═══ DATA FOR THIS EXERCISE

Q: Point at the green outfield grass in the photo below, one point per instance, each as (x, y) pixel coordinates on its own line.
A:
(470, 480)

══════
═══ DATA FOR THIS EXERCISE

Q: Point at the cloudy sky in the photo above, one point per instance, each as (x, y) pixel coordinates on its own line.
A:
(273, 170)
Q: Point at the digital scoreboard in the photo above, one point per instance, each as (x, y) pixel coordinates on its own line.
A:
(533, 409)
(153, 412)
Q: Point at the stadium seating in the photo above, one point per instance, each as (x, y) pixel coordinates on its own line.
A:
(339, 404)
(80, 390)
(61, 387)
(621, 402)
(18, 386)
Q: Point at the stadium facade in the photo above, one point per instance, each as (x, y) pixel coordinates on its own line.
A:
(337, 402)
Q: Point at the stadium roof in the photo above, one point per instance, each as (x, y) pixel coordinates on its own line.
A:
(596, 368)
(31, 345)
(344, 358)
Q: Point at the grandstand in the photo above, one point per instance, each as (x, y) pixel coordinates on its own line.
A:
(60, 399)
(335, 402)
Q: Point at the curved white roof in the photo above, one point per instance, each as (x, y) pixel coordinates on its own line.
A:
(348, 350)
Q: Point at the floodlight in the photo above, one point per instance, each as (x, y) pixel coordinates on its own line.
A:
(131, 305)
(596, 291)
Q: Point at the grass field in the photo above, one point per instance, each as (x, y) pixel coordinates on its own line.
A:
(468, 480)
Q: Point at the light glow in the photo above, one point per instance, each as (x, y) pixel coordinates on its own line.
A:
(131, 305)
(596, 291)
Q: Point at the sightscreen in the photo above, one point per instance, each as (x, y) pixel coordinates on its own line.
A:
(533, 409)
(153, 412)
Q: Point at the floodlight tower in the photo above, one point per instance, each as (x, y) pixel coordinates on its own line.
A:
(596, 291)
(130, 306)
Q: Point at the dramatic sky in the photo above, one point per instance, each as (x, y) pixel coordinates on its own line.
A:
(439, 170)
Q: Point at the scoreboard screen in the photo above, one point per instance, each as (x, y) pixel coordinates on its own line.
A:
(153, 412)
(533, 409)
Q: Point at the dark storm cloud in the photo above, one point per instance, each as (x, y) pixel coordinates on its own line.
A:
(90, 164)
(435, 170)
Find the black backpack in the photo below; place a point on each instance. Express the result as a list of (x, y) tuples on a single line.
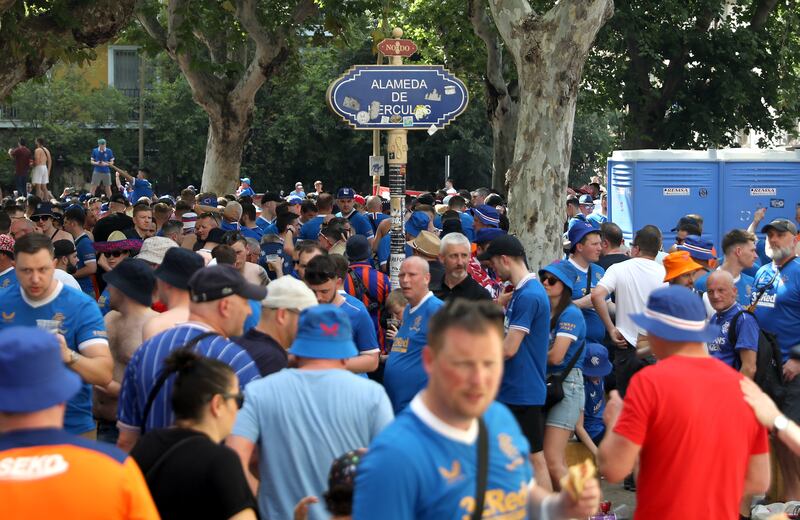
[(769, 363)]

══════
═══ DATA FOR THIS EXERCISE

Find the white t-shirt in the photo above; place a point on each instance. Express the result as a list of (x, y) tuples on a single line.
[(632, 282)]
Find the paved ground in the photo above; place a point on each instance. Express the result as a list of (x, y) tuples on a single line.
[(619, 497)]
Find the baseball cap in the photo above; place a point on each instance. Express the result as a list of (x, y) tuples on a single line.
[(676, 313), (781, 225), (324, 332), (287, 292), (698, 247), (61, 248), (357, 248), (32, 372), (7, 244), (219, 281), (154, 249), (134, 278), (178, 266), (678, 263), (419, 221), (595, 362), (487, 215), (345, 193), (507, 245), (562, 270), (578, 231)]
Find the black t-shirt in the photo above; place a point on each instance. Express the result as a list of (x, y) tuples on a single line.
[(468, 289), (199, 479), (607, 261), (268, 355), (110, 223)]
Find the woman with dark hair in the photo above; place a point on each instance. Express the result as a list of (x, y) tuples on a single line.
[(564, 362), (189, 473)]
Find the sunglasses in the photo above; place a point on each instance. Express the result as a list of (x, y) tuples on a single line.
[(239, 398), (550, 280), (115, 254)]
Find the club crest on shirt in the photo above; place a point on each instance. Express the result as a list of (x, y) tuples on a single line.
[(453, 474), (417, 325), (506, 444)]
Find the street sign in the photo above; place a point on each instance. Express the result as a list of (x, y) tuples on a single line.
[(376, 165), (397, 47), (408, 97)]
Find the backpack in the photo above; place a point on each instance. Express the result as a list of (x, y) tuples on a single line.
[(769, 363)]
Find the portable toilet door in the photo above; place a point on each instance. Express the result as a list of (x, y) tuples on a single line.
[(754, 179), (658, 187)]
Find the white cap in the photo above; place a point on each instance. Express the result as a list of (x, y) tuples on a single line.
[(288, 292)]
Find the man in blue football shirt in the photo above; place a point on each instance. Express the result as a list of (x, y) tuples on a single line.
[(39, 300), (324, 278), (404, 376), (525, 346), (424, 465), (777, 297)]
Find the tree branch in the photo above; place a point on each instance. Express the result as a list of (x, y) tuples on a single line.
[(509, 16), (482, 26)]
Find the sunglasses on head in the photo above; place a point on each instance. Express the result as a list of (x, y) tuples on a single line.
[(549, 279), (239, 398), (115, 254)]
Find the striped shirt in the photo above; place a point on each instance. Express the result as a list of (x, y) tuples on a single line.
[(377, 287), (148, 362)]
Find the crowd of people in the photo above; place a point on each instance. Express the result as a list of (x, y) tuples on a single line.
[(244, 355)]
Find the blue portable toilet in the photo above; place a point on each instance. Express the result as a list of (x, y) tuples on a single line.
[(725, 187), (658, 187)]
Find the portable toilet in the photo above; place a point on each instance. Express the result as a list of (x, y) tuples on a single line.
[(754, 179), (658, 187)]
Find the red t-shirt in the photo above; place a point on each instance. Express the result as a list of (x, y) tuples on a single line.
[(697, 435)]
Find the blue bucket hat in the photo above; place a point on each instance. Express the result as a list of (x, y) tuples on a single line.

══════

**YOUR INSTRUCTIONS**
Each line above that contains "scoreboard" must be copied out.

**RESPONSE TO THE TASK**
Q: Point at the digital scoreboard in the photo above, one point per instance, each as (x, y) pixel coordinates on its own line.
Q: Point at the scoreboard screen in the photo above, one point per instance, each as (x, y) pixel coordinates on its own line.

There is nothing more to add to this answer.